Saved data entries:
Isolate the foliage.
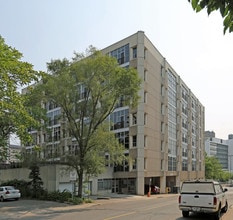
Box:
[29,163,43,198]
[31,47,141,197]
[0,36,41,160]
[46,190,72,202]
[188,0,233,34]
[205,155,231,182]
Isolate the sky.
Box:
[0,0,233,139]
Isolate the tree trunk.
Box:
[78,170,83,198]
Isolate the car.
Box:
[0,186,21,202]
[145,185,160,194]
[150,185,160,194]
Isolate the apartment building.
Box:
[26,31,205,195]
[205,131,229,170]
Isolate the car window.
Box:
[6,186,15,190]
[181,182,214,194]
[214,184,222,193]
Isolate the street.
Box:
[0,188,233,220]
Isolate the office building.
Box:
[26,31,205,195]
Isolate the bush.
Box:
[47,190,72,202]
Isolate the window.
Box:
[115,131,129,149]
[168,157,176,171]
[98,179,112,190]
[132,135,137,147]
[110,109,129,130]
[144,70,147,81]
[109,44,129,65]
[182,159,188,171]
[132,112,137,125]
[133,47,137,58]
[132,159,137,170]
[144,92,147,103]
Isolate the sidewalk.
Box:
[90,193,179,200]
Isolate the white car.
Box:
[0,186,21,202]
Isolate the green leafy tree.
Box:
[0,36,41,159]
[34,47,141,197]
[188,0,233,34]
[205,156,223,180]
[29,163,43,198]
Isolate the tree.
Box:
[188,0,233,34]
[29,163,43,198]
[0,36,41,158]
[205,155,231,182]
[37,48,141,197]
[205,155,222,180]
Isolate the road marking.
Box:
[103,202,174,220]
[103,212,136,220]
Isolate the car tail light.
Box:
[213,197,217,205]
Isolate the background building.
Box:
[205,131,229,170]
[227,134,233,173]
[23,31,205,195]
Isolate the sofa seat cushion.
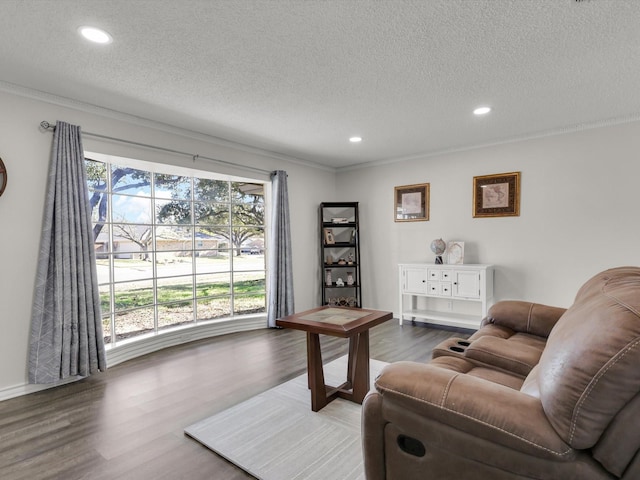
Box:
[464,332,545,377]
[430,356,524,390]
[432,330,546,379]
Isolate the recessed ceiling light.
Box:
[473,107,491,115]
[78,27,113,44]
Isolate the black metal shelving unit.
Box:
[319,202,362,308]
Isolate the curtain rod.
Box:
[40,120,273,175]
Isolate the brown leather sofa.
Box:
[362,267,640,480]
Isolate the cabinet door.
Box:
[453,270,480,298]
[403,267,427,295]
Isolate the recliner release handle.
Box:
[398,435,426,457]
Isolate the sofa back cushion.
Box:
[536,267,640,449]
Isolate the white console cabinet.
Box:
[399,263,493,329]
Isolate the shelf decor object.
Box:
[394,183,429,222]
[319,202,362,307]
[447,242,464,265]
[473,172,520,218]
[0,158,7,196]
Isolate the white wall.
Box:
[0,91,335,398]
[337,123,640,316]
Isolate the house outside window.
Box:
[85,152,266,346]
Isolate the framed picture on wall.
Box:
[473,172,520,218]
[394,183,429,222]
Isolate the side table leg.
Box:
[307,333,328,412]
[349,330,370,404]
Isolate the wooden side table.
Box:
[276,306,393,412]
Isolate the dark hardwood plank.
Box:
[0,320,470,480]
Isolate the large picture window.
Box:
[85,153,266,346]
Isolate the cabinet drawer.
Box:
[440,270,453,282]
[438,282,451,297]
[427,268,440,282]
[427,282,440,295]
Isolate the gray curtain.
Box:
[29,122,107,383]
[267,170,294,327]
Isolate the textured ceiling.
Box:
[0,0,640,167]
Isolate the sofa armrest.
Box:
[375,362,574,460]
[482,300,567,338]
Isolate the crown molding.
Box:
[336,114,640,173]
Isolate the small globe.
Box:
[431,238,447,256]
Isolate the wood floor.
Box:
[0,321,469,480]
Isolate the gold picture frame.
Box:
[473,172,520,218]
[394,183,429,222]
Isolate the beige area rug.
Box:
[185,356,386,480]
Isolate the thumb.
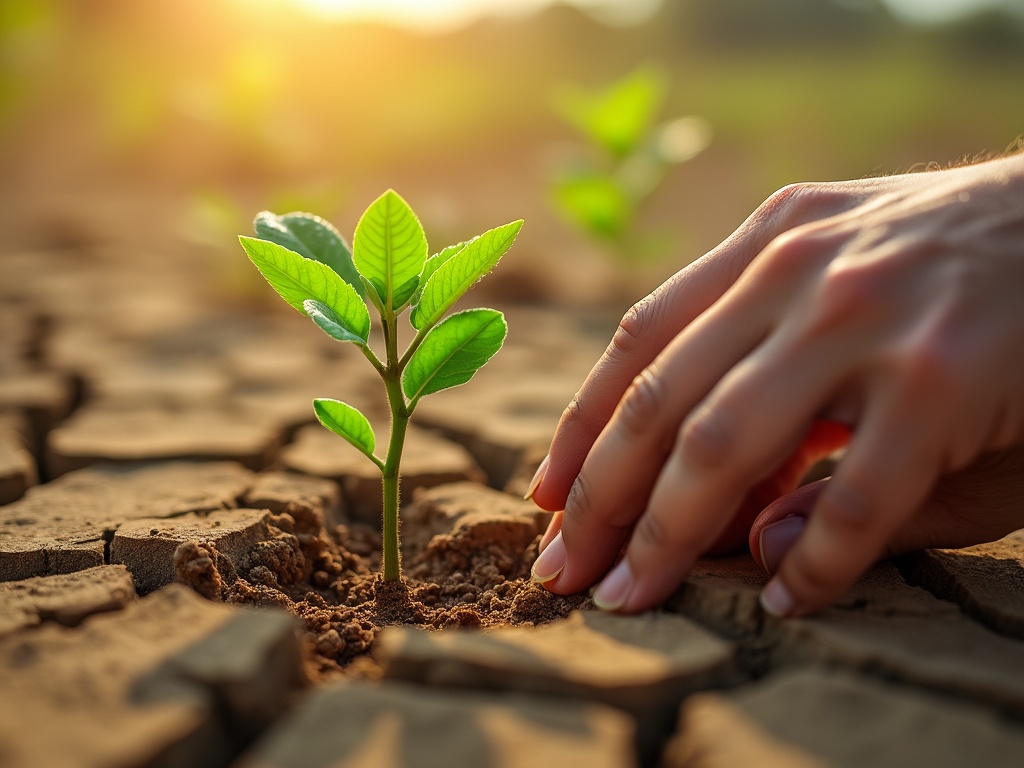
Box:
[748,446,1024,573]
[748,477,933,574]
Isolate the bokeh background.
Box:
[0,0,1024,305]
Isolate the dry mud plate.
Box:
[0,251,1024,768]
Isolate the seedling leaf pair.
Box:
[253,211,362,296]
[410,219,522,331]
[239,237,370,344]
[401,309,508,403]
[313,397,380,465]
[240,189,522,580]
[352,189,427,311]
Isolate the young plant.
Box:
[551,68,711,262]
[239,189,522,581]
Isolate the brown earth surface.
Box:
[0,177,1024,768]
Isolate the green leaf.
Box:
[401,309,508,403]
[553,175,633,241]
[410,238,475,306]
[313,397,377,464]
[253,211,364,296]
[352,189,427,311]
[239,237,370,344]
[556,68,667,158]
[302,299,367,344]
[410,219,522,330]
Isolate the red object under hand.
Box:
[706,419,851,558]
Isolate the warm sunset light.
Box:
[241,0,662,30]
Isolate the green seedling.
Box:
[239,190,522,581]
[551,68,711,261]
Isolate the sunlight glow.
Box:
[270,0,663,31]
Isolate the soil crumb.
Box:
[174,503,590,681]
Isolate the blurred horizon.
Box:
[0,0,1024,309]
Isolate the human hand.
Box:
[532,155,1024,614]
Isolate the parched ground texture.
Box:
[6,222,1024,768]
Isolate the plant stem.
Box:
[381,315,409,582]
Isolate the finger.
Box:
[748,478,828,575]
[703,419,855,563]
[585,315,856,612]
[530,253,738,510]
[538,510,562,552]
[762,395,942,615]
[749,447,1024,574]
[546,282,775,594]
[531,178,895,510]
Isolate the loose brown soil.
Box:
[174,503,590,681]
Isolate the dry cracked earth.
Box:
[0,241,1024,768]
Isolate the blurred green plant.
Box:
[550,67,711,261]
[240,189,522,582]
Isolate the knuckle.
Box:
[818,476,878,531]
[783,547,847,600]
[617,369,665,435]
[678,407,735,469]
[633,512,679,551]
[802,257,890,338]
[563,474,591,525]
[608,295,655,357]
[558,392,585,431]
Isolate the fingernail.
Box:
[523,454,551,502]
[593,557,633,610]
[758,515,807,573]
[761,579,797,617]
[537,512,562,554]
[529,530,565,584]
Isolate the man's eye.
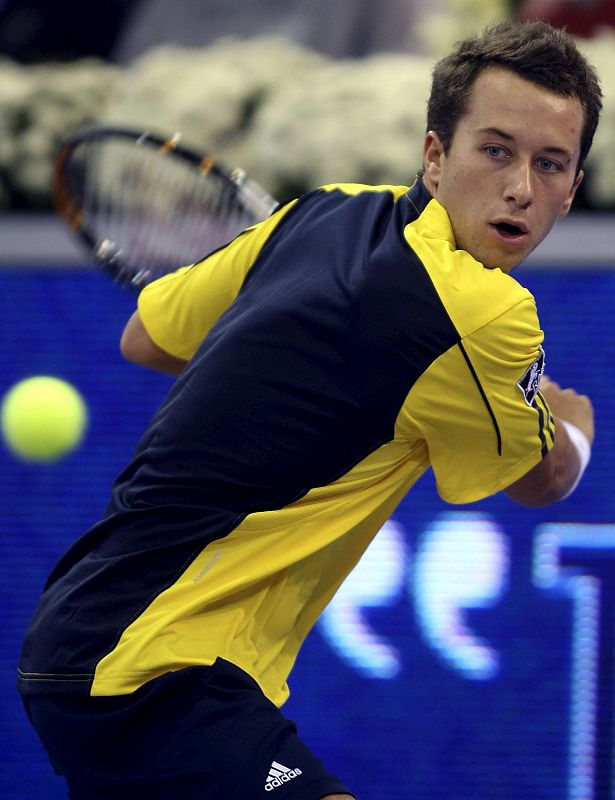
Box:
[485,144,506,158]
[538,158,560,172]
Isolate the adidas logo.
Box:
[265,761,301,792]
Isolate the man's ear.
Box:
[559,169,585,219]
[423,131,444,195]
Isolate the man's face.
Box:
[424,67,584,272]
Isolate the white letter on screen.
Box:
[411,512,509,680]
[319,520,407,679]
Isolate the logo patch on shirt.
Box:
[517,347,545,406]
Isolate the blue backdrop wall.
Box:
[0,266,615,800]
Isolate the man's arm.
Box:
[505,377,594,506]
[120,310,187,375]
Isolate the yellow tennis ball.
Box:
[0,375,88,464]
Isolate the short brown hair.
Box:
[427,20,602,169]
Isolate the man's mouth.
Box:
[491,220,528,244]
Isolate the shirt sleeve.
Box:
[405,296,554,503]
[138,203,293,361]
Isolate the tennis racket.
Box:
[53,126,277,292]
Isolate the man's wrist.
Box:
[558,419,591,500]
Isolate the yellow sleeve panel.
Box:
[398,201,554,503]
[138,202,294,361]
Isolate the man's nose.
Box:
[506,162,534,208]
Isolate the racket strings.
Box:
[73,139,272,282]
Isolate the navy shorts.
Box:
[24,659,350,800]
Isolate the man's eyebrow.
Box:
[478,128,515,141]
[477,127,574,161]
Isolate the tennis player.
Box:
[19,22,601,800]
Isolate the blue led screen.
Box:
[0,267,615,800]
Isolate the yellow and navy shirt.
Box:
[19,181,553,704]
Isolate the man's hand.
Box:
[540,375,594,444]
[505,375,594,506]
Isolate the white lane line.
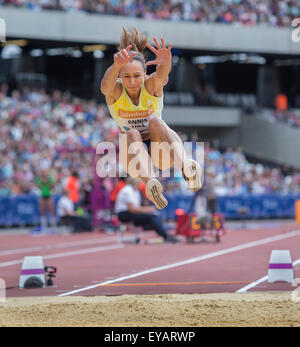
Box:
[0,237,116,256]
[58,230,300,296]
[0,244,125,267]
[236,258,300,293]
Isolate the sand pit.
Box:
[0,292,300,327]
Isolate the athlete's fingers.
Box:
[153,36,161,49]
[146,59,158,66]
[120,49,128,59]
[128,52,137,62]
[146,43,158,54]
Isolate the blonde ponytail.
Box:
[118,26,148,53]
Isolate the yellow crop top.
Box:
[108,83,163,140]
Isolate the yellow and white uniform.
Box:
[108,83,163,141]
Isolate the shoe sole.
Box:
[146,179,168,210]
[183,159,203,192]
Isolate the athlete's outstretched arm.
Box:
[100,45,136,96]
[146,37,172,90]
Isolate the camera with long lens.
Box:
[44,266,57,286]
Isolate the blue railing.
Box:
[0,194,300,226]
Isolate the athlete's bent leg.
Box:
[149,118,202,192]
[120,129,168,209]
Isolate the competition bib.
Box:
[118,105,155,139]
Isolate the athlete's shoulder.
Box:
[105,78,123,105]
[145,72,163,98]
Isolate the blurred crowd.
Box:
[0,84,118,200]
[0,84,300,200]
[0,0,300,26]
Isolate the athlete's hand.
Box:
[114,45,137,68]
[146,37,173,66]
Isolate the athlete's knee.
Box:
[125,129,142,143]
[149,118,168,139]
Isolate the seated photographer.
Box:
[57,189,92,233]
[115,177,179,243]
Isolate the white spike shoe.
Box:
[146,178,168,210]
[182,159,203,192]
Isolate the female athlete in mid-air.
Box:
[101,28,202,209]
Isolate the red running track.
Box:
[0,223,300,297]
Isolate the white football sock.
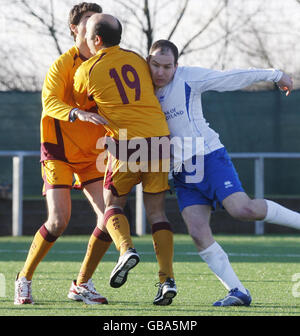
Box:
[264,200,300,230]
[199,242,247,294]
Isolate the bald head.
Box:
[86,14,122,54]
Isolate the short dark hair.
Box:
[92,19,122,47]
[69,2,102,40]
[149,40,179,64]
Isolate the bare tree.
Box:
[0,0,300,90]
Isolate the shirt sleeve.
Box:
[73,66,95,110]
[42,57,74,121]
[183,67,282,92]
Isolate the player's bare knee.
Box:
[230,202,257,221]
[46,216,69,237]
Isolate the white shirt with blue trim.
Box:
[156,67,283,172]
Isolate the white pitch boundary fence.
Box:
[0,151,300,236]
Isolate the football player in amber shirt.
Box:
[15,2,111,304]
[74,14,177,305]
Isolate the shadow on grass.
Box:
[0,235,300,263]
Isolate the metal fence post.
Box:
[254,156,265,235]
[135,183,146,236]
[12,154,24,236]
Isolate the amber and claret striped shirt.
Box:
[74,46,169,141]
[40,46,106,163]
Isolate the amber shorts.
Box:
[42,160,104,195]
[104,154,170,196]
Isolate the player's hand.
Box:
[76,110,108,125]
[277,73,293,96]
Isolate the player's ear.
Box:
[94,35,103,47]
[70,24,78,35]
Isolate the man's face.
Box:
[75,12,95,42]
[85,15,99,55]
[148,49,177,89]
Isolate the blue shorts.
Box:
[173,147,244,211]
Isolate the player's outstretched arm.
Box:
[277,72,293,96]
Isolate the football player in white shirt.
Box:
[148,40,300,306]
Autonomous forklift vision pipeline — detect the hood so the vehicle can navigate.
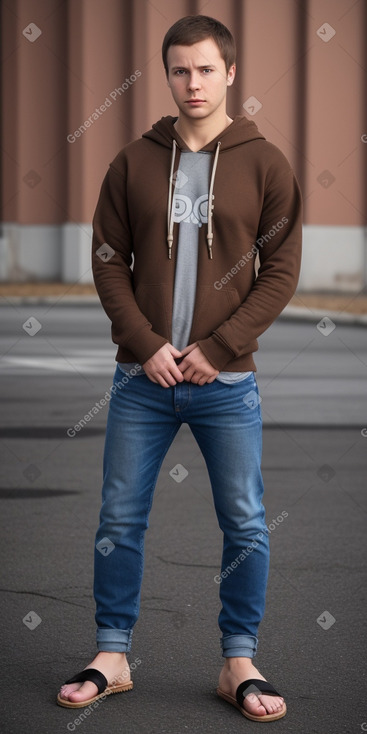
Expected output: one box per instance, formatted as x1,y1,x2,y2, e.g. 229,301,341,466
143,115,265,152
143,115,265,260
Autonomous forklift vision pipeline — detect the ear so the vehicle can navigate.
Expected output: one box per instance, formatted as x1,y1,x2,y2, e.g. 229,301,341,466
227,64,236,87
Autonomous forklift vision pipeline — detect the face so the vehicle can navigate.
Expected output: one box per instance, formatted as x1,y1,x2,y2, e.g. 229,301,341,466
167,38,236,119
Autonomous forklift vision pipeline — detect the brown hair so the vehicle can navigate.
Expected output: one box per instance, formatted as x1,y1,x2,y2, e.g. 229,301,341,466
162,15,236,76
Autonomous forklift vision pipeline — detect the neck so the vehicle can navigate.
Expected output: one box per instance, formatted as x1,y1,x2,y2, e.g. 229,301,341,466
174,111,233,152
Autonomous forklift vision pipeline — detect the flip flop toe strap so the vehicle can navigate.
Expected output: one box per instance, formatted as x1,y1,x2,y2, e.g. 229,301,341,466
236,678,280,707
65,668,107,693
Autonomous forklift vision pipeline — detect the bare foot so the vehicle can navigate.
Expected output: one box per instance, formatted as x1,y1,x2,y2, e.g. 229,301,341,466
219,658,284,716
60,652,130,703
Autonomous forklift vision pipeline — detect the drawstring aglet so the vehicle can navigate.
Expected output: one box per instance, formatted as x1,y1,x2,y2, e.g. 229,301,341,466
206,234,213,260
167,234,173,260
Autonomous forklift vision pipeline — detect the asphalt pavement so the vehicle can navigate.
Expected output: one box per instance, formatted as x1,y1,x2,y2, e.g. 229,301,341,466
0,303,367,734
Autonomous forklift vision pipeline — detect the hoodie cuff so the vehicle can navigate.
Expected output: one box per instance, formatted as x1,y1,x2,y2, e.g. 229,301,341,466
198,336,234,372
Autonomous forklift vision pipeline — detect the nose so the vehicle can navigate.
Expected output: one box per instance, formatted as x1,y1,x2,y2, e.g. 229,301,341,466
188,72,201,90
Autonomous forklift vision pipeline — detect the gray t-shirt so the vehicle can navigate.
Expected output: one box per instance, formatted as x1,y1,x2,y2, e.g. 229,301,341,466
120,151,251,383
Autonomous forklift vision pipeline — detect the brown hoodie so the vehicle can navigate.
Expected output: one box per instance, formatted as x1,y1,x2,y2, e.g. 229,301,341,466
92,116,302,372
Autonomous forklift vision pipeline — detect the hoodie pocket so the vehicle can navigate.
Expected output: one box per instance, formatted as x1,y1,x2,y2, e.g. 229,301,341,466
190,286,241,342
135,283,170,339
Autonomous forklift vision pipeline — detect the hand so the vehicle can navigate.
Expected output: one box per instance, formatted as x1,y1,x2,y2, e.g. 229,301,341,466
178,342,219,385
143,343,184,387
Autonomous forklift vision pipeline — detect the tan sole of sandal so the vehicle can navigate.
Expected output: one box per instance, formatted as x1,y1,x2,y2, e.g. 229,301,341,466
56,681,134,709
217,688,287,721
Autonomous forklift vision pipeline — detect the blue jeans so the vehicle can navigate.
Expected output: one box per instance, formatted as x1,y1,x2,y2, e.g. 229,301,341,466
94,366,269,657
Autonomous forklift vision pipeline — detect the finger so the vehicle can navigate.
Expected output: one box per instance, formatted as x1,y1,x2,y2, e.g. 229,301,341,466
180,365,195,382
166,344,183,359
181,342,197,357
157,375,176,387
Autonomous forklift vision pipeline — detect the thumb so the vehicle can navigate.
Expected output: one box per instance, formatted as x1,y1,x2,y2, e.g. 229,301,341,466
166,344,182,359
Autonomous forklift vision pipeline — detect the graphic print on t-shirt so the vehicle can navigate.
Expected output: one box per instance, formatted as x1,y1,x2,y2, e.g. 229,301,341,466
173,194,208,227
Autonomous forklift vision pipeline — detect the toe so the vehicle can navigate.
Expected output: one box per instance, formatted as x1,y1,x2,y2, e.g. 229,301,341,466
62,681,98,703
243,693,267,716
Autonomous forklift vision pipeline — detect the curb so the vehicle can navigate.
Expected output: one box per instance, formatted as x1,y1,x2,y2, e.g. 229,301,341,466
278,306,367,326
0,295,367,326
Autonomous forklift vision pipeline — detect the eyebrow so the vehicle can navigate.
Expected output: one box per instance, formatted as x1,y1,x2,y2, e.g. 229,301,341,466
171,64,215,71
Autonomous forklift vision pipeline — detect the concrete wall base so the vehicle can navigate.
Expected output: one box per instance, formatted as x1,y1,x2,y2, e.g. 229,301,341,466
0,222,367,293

Directions for this task: Copy the material word for word, beginning at the line that contains "Isolate the man's nose." and stopping after the line that contains "[0,235,300,263]". Omit the pictures.

Exercise answer:
Isolate the man's nose.
Box:
[506,162,534,208]
Isolate the racket strings.
Box:
[73,139,272,282]
Isolate the navy shorts.
Box:
[24,659,350,800]
Isolate the man's eyebrow.
Box:
[478,128,515,141]
[477,127,574,161]
Isolate the tennis player.
Box:
[19,22,601,800]
Isolate the blue led screen.
Box:
[0,267,615,800]
Isolate the yellow and navy shirt.
Box:
[19,181,553,704]
Isolate the man's hand.
Box:
[540,375,594,444]
[505,375,594,506]
Isolate the white lane line.
Box:
[0,237,116,256]
[58,230,300,296]
[0,244,125,267]
[236,258,300,293]
Isolate the sand pit.
Box:
[0,292,300,327]
Isolate the athlete's fingers.
Box:
[153,36,161,49]
[146,59,158,66]
[120,49,128,59]
[128,52,137,62]
[146,43,158,54]
Isolate the blonde ponytail.
Box:
[118,26,148,53]
Isolate the yellow crop top.
Box:
[108,83,163,140]
Isolate the yellow and white uniform.
Box:
[108,83,163,141]
Isolate the shoe sole.
Box:
[146,179,168,210]
[183,159,203,192]
Isolate the athlete's outstretched arm.
Box:
[100,45,136,96]
[146,37,172,90]
Isolate the camera with long lens.
Box:
[44,266,57,286]
Isolate the blue railing.
Box:
[0,194,300,226]
Isolate the athlete's bent leg.
Box:
[149,118,202,192]
[120,129,168,209]
Isolate the competition bib.
Box:
[118,105,155,139]
Isolate the athlete's shoulder.
Box:
[105,78,123,105]
[145,72,163,98]
Isolate the blurred crowd.
Box:
[0,84,118,200]
[0,84,300,200]
[0,0,300,26]
Isolate the athlete's hand.
Box:
[114,45,137,68]
[146,37,173,66]
Isolate the athlete's knee.
Box:
[125,129,142,143]
[149,118,168,139]
Isolate the seated photographer.
Box:
[57,189,92,233]
[115,177,179,243]
Isolate the white spike shoe.
Box:
[146,178,168,210]
[182,159,203,192]
Isolate the female athlete in mid-air.
Box:
[101,28,202,209]
Isolate the red running track.
Box:
[0,223,300,297]
Isolate the white football sock.
Box:
[264,200,300,230]
[199,242,247,294]
Isolate the bald head.
Box:
[86,14,122,54]
Isolate the short dark hair.
Box:
[92,19,122,47]
[69,2,102,40]
[149,40,179,64]
Isolate the bare tree.
Box:
[0,0,300,90]
Isolate the shirt sleeve.
Box:
[73,66,95,110]
[42,57,74,121]
[183,67,282,92]
Isolate the player's bare knee.
Box:
[230,202,257,221]
[46,216,69,237]
Isolate the white shirt with blue trim.
Box:
[156,67,283,172]
Isolate the white pitch boundary fence.
Box:
[0,151,300,236]
Isolate the football player in amber shirt.
Box:
[15,2,111,304]
[74,14,177,305]
Isolate the shadow on grass.
Box:
[0,235,300,263]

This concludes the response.